-- Begin MATERIAL FOR THIS TASK --
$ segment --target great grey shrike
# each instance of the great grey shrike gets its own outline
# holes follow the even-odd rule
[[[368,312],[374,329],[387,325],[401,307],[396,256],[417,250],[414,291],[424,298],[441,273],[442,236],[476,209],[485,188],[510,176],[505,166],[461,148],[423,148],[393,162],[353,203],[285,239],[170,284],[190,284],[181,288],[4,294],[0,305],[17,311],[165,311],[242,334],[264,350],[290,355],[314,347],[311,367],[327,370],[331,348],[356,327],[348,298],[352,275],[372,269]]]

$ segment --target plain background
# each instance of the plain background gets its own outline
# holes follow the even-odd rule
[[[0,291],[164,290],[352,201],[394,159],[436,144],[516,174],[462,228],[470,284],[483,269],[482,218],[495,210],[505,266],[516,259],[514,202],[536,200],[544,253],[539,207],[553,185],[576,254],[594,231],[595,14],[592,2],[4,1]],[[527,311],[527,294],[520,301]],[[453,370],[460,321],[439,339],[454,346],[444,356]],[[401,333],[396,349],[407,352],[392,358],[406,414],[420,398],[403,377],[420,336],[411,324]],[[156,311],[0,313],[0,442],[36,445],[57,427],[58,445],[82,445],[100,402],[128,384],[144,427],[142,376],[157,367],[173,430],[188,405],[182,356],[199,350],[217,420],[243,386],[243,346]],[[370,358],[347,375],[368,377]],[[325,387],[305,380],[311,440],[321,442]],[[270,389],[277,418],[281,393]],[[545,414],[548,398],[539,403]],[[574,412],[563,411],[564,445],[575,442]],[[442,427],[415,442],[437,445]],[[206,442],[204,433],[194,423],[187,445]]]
-- End MATERIAL FOR THIS TASK --
--- WHAT TO WORK ON ---
Copy all of the data above again, line for line, changing nothing.

--- SOLUTION FOR THIS EXERCISE ---
$ segment --target great grey shrike
# each instance of the great grey shrike gets its own outline
# holes follow the even-odd rule
[[[368,312],[374,329],[387,325],[401,307],[396,256],[417,250],[414,291],[424,298],[441,273],[442,236],[476,209],[485,188],[510,176],[505,166],[461,148],[423,148],[393,162],[353,203],[285,239],[170,284],[190,284],[181,288],[4,294],[0,305],[17,311],[165,311],[242,334],[264,350],[290,355],[314,347],[311,367],[327,370],[331,348],[356,327],[348,298],[352,275],[372,269]]]

$ segment --target plain background
# each instance of the plain background gets its own outline
# holes follow the even-odd rule
[[[0,291],[164,290],[352,201],[394,159],[436,144],[516,174],[462,228],[470,284],[483,269],[482,218],[495,210],[505,266],[516,259],[514,202],[536,200],[544,253],[539,207],[553,185],[576,254],[594,231],[595,14],[592,2],[4,1]],[[527,311],[527,294],[520,301]],[[453,370],[460,321],[439,339],[454,346],[444,356]],[[401,333],[396,349],[407,352],[392,358],[406,414],[420,398],[403,377],[420,336],[411,324]],[[156,311],[0,313],[0,442],[36,445],[57,427],[58,445],[82,445],[100,402],[128,384],[144,427],[142,376],[157,367],[173,430],[188,405],[182,356],[199,350],[217,420],[243,386],[243,346]],[[370,358],[347,375],[368,377]],[[325,387],[305,380],[311,440],[321,442]],[[270,389],[277,418],[281,393]],[[545,414],[548,398],[539,403]],[[574,412],[563,411],[564,445],[575,442]],[[442,427],[415,442],[437,445]],[[206,442],[204,433],[194,423],[187,445]]]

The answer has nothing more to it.